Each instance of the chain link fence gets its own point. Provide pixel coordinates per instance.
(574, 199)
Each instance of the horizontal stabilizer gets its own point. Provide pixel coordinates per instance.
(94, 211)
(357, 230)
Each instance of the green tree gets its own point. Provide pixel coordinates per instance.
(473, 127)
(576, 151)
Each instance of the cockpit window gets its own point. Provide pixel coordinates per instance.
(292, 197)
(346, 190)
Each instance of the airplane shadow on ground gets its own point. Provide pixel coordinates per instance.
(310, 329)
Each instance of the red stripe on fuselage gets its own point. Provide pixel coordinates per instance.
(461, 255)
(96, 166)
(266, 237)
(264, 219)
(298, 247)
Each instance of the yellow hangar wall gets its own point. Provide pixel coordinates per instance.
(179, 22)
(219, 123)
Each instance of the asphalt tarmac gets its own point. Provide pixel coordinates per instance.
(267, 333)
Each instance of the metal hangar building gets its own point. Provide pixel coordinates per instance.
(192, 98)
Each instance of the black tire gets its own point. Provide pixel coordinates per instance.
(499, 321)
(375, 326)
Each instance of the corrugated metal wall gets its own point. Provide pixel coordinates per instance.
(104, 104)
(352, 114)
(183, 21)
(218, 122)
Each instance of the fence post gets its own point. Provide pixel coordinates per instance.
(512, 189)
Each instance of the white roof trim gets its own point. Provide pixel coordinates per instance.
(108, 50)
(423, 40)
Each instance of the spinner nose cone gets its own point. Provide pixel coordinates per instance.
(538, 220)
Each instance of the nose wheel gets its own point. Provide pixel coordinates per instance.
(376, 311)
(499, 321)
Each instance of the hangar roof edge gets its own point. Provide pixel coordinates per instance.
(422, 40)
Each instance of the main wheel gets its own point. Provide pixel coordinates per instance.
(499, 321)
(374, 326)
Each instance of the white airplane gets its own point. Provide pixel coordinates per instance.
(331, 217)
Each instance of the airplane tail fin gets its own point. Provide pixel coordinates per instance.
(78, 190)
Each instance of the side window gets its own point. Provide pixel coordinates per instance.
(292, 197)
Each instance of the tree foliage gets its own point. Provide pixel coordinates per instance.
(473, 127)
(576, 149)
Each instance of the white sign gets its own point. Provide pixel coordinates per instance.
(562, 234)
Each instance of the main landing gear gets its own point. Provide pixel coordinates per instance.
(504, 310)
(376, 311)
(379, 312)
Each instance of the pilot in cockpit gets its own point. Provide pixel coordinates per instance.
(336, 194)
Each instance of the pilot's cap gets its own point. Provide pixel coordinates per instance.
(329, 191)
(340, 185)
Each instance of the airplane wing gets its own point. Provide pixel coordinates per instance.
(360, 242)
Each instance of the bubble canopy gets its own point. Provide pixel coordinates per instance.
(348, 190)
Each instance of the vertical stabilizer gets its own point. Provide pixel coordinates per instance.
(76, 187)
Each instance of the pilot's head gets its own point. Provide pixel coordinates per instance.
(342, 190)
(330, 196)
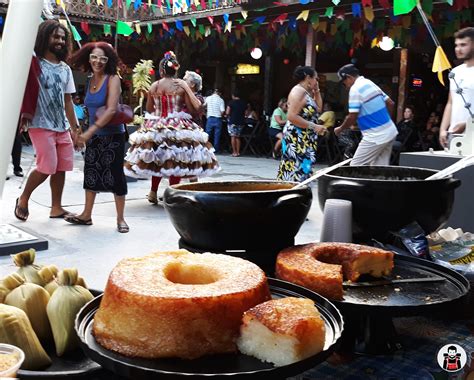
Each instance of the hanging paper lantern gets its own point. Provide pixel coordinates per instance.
(256, 53)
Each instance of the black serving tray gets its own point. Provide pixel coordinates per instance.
(411, 298)
(73, 364)
(235, 366)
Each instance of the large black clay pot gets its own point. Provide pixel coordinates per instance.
(388, 198)
(246, 215)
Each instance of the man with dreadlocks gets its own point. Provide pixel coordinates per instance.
(170, 144)
(54, 124)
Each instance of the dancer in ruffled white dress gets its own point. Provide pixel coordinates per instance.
(170, 144)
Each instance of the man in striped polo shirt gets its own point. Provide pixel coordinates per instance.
(371, 108)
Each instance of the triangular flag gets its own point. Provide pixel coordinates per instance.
(356, 10)
(124, 28)
(369, 14)
(440, 63)
(303, 15)
(75, 33)
(329, 12)
(85, 27)
(107, 30)
(281, 19)
(401, 7)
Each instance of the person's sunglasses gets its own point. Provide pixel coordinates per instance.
(100, 58)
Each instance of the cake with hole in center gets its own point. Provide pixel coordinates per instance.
(322, 267)
(177, 304)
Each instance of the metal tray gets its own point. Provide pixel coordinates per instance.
(411, 298)
(226, 365)
(73, 364)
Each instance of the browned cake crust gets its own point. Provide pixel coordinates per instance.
(177, 304)
(321, 266)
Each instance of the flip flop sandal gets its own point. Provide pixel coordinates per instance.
(60, 216)
(123, 228)
(21, 213)
(75, 220)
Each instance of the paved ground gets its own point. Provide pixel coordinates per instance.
(95, 250)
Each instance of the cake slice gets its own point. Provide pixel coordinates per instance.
(282, 331)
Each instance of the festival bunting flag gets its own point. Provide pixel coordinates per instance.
(124, 28)
(440, 63)
(75, 33)
(329, 12)
(107, 30)
(401, 7)
(303, 15)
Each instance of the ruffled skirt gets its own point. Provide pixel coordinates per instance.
(171, 146)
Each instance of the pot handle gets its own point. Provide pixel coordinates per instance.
(452, 183)
(290, 199)
(341, 188)
(179, 201)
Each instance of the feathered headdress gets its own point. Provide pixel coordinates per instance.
(170, 60)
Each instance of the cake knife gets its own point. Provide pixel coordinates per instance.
(386, 281)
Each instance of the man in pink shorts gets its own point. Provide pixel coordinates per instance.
(50, 130)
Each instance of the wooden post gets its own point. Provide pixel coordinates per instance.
(16, 51)
(267, 85)
(310, 57)
(402, 83)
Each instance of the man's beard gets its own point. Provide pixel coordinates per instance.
(60, 54)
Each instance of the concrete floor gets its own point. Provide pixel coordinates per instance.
(95, 250)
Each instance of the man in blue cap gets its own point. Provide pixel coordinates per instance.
(370, 107)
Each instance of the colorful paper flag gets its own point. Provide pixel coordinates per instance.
(107, 30)
(124, 28)
(303, 15)
(440, 63)
(329, 12)
(369, 14)
(401, 7)
(75, 33)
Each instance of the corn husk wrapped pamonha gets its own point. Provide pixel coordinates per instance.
(15, 329)
(27, 268)
(32, 299)
(62, 308)
(49, 273)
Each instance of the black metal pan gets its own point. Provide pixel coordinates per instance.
(234, 366)
(410, 298)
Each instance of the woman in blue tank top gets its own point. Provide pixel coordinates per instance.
(105, 143)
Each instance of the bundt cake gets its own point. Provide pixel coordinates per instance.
(177, 304)
(282, 331)
(321, 267)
···
■ Instructions to follow: Leave the pictures out and write out every entry exactly as given.

■ Full answer:
Each instance of the chain link fence gets its own point. Provide pixel coordinates per instance.
(574, 199)
Each instance of the horizontal stabilizer gets its own point. Provide pixel coordinates per instance.
(94, 211)
(357, 230)
Each instance of the green tree gets its own point. Provide pixel coordinates per instance.
(473, 127)
(576, 151)
Each instance of the cockpit window gets its own point. Provide pixel coordinates per instance.
(292, 197)
(346, 190)
Each instance of the airplane shadow on ground gets its own point. Provide pixel coordinates per instance.
(310, 329)
Each instance of the red stripe on fuselage gets its own point. Provide pixel coordinates per instance.
(461, 255)
(96, 166)
(266, 237)
(264, 219)
(298, 247)
Each instance of the yellow hangar wall gets its own point. Provide pixel coordinates per instance.
(179, 22)
(219, 123)
Each instance of the asphalt tarmac gets its own point. Provide pixel coordinates per instance.
(267, 333)
Each instance of the metal hangar building gets its own point. Provide pixel coordinates per instance.
(192, 98)
Each instance of the black tire gets its own point. Provide pixel coordinates per instance.
(499, 321)
(375, 326)
Each instance of the corrugated metal wall gets its own point. Provide pixel coordinates per instance.
(104, 104)
(352, 114)
(183, 21)
(218, 122)
Each instance of the fence post gets its own point. Provide pixel coordinates per instance.
(512, 189)
Each instance of the white roof trim gets its own point. Provide pixel coordinates per instance.
(108, 50)
(423, 40)
Each instance of the spinner nose cone gets its own point. Provide pixel coordinates per instance.
(538, 220)
Each instance of the nose wheel gets its own point. Provide pixel coordinates per instance.
(376, 311)
(499, 321)
Each instance of the hangar roof edge gets its own point. Provide pixel coordinates per instance.
(422, 40)
Each instance of the main wheel gets its own point. Provide pixel coordinates per instance.
(499, 321)
(374, 326)
Each instance of the white airplane gets its own point. Provide pixel coordinates per instance.
(331, 217)
Each instance of the airplane tail fin gets its own point. Provide pixel coordinates per instance.
(78, 190)
Each instance of the side window gets its own point. Provide pixel coordinates per instance.
(292, 197)
Each instance of the tree foliage gets its own point. Provide pixel coordinates per instance.
(473, 127)
(576, 149)
Each instance of the white sign gets its own point. Provide pixel coordinates per instance.
(562, 234)
Each instance of the main landing gear gets its own point. Provide pixel coordinates per instance.
(504, 310)
(376, 311)
(379, 312)
Each instance of the pilot in cockpit gets its own point. Provide pixel coordinates per instance.
(336, 194)
Each instance of the pilot's cap gets its own point. Provide pixel coordinates per instance.
(329, 191)
(340, 185)
Each instance of the airplane wing gets its own point. Provide pixel coordinates per instance.
(360, 242)
Each instance of the bubble canopy gets its own point. Provide pixel coordinates per instance.
(348, 190)
Each instance of the vertical stabilizer gets its own point. Provide pixel coordinates per instance.
(76, 187)
Each instance of the pilot's head gets its own point. Provide pixel coordinates per instance.
(342, 190)
(330, 196)
Each instance of the hanging paper lantern gets its own point. Provide pixel coordinates per instance.
(256, 53)
Each instance of the black serving tray gets its own point. Provide pixel coordinates per instance.
(411, 298)
(73, 364)
(235, 366)
Each instance of the large black clay pot gets its own point. Provide pixel coordinates per instance.
(388, 198)
(246, 215)
Each instance of the man with dreadlocks gets its own point. Provide pixel coordinates per instance.
(170, 144)
(54, 124)
Each instance of the dancer in ruffled white dress gets its own point. Provide pixel coordinates per instance.
(170, 144)
Each instance of the man in striped polo shirt gets its own point. Provide pixel coordinates per instance.
(371, 108)
Each instance of the triangular flag gets its own point. Provide pixel coordinates per instance.
(356, 10)
(124, 28)
(369, 14)
(440, 63)
(303, 15)
(75, 33)
(329, 12)
(85, 27)
(107, 30)
(281, 19)
(401, 7)
Each instance of the person's sunglasses gets its own point. Provide pixel coordinates per instance.
(100, 58)
Each instance of the cake with hole in center gets its own point. Provide pixel coordinates per instance.
(322, 267)
(177, 304)
Each instance of the metal tray gets its own point. Provide pixel coordinates per instance.
(411, 298)
(226, 365)
(73, 364)
Each instance of the browned cake crust gets its own point. Provide pixel coordinates per instance.
(177, 304)
(321, 266)
Each instance of the flip flop sandal gets its own point. Provide pixel coordinates per instance.
(60, 216)
(123, 228)
(21, 213)
(75, 220)
Each instance of the paved ground gets its own point. Provide pixel coordinates per instance.
(95, 250)
Each instance of the cake slice gets its own point. Provide pixel coordinates per instance.
(282, 331)
Each instance of the festival bunting flag gets its own point. Provide pixel coordinates per instance.
(124, 28)
(440, 63)
(75, 33)
(329, 12)
(107, 30)
(401, 7)
(303, 15)
Each instance of the ruffled skirt gets its own point. Provide pixel coordinates per instance.
(171, 146)
Each instance of the pot handle gets its own point. Provide pixel coordinates per instance.
(452, 183)
(290, 199)
(341, 188)
(179, 201)
Each instance of the feathered headdress gets its own point. Provide pixel coordinates per instance.
(170, 60)
Each instance of the cake knife gets its own point. Provide pixel coordinates per instance.
(386, 281)
Each instance of the man in pink shorts gets its own point. Provide pixel coordinates per instance.
(50, 130)
Each instance of the wooden post gets its own point. Provide pixel coordinates per instance.
(16, 51)
(267, 85)
(310, 57)
(402, 83)
Each instance of the man's beard gets its own point. Provide pixel coordinates per instance.
(60, 54)
Each instance of the concrete floor gets its own point. Provide pixel coordinates per instance.
(95, 250)
Each instance of the man in blue cap gets its own point. Provide pixel coordinates per instance.
(370, 107)
Each instance of the colorful paper flag gets its own point. Provide pixel coordinates per instance.
(107, 30)
(124, 28)
(303, 15)
(440, 63)
(329, 12)
(369, 14)
(401, 7)
(75, 33)
Each instance of the corn husk wrapped pamonha gets its own point. Provide pixel coordinates per instance.
(15, 329)
(27, 268)
(32, 299)
(62, 308)
(49, 273)
Each instance of the black metal pan gets its own point. Provide pixel coordinates per instance.
(234, 366)
(410, 298)
Each instance of the woman in blue tank top gets its own point. Provide pixel coordinates per instance.
(105, 143)
Each instance of the bundt cake gets its own point. Provide pixel coordinates per instance.
(177, 304)
(282, 331)
(321, 267)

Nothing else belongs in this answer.